BEGIN Page extract

The Collonil Waterstop Shoe Cream (the product that, I've been told, is rebranded as A-E Premium Shoe Polish) is a water-based shoe _cream_. A-E's labeling of it as a polish is, I guess, OK, but to most people, I think, "polish" implies the stuff in flat cans, which is really a different animal. This cream, according to their advertising, contains jojoba and almond oils, but no wax. Therefore, I don't use it for the purposes I would use a true shoe polish or wax (generally containing carnauba wax). I use the Collonil cream first to recolor scuffs and to provide some moisturizing and nourishment to the leather. I finish up with a true wax polish (Saphir, Lincoln, Kiwi) to get the protection against the elements that only a wax provides and to enhance the shine beyond what a cream will provide.


----------



## brokencycle (Jan 11, 2008)

Here is what the back of the jar of wax says exactly:

"Allen-Edmonds Shoe Polish is specially formulated from the finest Carnauba Wax to give a high luster and protect fine quality leather. For best results, use Allen-Edmonds Shoe Cream first, then follow with Allen-Edmonds Shoe Polish. Apply an even coat and buff with a soft cloth to produce desired finish."


----------



## Roger (Feb 18, 2005)

brokencycle said:


> Here is what the back of the jar of wax says exactly:
> 
> "Allen-Edmonds Shoe Polish is specially formulated from the finest Carnauba Wax to give a high luster and protect fine quality leather. For best results, use Allen-Edmonds Shoe Cream first, then follow with Allen-Edmonds Shoe Polish. Apply an even coat and buff with a soft cloth to produce desired finish."

END Page extract
BEGIN Recorded data

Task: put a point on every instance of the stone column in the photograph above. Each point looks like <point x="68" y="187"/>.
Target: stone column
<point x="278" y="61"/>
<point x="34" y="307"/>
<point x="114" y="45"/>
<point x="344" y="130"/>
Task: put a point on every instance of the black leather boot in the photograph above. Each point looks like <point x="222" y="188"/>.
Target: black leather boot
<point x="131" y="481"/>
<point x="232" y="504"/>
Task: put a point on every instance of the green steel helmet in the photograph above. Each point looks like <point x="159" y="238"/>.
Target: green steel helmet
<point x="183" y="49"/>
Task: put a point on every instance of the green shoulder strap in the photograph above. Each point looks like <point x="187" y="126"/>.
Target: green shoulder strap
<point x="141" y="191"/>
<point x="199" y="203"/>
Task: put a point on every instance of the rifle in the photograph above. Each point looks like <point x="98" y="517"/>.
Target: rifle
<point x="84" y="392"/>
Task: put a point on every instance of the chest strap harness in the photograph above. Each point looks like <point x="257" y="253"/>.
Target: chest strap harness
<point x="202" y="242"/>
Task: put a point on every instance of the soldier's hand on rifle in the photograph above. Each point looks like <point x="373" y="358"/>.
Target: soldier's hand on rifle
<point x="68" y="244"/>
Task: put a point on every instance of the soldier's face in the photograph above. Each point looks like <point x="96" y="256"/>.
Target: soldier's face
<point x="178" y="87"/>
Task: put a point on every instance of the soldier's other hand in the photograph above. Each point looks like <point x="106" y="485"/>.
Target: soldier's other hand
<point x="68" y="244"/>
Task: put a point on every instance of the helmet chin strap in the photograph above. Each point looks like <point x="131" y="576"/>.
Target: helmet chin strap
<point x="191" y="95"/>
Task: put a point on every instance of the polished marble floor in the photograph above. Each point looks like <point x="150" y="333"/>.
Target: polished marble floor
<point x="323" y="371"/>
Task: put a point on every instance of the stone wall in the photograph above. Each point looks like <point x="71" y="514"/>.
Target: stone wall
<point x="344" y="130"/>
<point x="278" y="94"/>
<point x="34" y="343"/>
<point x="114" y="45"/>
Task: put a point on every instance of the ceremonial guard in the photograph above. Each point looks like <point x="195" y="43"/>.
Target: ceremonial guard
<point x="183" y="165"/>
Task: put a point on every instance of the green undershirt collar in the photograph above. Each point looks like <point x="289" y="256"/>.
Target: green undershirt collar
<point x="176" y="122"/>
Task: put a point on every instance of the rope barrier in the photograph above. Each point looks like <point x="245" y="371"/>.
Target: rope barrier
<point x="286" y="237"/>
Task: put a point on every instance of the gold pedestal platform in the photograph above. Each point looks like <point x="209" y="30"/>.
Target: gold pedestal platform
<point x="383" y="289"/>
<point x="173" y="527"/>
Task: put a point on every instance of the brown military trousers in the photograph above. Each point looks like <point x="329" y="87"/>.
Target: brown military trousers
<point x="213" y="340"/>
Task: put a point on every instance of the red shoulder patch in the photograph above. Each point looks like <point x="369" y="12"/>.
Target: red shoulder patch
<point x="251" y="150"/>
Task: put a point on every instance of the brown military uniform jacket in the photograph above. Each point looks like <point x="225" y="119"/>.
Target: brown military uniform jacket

END Recorded data

Aim of the task
Pick up the forum thread on shoe cream and wax polish right after its last line and write the next part. The records are not needed for anything here.

Expected output
Right. You're reading from the _jar_ of "shoe polish," which is a paste wax. However, the product that they label as Allen-Edmonds _Premium_ Shoe Polish (the stuff in _tubes_) is rebranded Collonil (Waterstop) shoe cream. It's confusing, but there you have it. Their advice, however, is consistent with my practice of applying a cream first, followed by a top coat of wax.


----------



## brokencycle (Jan 11, 2008)

Roger said:


> Right. You're reading from the _jar_ of "shoe polish," which is a paste wax. However, the product that they label as Allen-Edmonds _Premium_ Shoe Polish (the stuff in _tubes_) is rebranded Collonil (Waterstop) shoe cream. It's confusing, but there you have it. Their advice, however, is consistent with my practice of applying a cream first, followed by a top coat of wax.


I'm not confused. I know what I'm reading from, and what it is referring to.

Also, on a side note. When I was in Allen Edmonds, I told the guy that all I have is parade gloss in black, so I need some black polish, and he told me that is what he uses. In fact, he preferred it to the regular polish, but he said, just use the cream on a fairly regular basis to keep them moisturized.


----------



## Roger (Feb 18, 2005)

brokencycle said:


> I'm not confused. I know what I'm reading from, and what it is referring to.


I didn't mean that you were confused, but rather that A-E's referring to two very different products with the same name--_shoe polish_--is confusing. Since the OP in this thread was the A-E _Premium_ Shoe Polish (the product in the tubes, which is actually a cream), I think that the distinction between it and the A-E Shoe Polish, a paste wax in the jars, needs to be made.


----------



## brokencycle (Jan 11, 2008)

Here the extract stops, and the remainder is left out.